Natural language region descriptions
━━━━━━━━

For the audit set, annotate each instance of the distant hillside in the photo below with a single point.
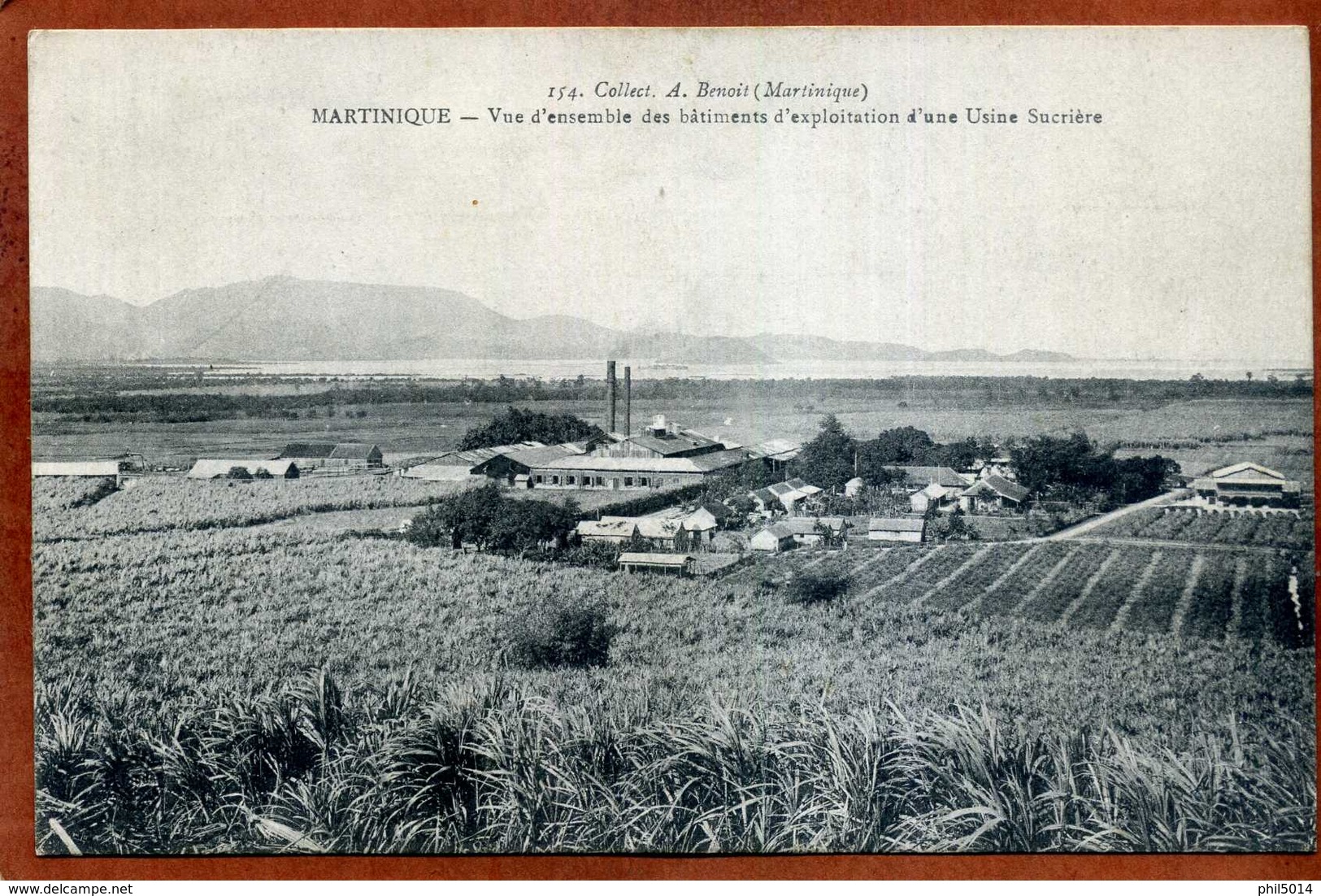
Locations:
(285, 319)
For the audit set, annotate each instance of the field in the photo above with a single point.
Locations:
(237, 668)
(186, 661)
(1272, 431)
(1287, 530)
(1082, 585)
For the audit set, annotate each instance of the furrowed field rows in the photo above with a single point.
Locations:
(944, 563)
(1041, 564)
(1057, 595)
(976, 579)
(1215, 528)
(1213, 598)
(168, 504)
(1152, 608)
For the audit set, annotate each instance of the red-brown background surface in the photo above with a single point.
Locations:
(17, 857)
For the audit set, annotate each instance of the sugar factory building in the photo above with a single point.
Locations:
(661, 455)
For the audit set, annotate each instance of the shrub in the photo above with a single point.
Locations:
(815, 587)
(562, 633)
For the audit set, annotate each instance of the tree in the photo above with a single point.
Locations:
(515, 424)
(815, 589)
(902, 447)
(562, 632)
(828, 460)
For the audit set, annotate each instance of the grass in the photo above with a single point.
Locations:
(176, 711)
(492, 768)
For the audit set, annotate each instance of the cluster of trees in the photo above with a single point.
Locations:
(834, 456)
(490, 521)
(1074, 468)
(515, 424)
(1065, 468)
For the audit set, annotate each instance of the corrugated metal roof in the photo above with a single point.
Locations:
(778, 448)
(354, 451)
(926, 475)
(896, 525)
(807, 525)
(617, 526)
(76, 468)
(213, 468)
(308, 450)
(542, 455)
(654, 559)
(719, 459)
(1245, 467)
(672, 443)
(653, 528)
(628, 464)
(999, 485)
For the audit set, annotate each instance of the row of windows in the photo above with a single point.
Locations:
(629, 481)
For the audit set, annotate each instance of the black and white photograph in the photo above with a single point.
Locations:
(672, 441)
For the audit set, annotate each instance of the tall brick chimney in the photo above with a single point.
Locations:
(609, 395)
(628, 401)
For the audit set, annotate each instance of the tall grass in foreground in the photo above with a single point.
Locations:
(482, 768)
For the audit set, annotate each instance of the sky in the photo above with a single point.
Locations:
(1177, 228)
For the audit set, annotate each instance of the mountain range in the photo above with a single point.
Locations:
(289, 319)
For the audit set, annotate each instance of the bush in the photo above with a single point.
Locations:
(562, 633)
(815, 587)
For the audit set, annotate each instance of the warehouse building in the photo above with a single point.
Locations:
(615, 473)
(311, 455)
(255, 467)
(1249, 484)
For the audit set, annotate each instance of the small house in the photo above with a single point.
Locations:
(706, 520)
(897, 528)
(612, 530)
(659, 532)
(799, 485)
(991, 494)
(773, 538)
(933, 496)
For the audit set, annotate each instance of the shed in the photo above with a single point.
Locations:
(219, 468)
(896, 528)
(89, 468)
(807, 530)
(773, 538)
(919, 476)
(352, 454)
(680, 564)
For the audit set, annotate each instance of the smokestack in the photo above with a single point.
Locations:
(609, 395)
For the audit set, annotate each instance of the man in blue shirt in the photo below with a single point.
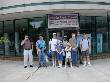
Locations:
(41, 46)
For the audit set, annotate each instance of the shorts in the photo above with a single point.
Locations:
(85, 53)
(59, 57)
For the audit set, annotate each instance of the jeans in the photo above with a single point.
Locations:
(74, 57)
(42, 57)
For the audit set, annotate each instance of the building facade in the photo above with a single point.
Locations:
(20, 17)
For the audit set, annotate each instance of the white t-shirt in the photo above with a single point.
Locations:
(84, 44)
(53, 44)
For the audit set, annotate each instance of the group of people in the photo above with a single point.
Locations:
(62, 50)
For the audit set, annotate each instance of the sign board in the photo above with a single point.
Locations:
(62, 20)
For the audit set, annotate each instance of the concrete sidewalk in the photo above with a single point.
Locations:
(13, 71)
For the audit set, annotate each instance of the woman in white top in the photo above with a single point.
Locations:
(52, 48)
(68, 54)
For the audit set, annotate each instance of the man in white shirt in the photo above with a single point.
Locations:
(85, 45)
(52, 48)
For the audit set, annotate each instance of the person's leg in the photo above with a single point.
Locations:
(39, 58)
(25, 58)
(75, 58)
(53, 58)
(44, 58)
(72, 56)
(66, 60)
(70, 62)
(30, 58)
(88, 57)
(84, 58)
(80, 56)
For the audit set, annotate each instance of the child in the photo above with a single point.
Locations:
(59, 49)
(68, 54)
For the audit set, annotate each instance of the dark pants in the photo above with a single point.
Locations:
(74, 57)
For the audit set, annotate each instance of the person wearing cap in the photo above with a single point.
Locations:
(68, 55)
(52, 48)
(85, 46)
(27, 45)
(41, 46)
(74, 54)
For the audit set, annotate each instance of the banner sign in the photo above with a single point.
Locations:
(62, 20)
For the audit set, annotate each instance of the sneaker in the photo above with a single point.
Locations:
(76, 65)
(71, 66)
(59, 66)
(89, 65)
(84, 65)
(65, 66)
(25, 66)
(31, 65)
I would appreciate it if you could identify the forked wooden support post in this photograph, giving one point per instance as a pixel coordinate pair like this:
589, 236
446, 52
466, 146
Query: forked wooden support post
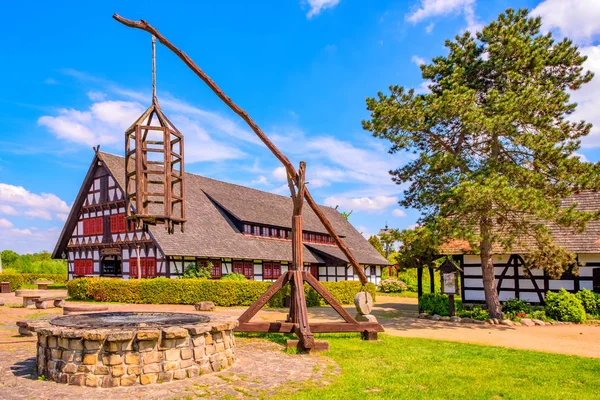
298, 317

━━━━━━━━

Go through the data above and return each line containing the string "below".

Exercise response –
For the audit set, annotate each instance of the distant hillside in the photo below with a single point.
For the audit set, annotate each instance of the man in blue shirt in the photo below with a single point.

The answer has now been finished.